[begin Data supplied]

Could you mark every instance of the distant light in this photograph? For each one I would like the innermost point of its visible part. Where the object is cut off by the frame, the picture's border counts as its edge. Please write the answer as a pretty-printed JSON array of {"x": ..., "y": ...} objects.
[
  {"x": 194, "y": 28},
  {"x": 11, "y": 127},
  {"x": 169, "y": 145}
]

[end Data supplied]

§ **Aim of the exercise**: Reproduce the lines above, switching "distant light" to "far-off lamp" and leaving everything else untouched.

§ **Answer to this task**:
Could you mark every instance of the far-off lamp in this photograph? For each one I would like the innermost point of its visible part. Where the object is cut off by the frame, the picture's border counts as its edge. Please write the answer as a pretty-printed JSON array of {"x": ..., "y": ...} objects.
[
  {"x": 194, "y": 28},
  {"x": 11, "y": 127},
  {"x": 169, "y": 145}
]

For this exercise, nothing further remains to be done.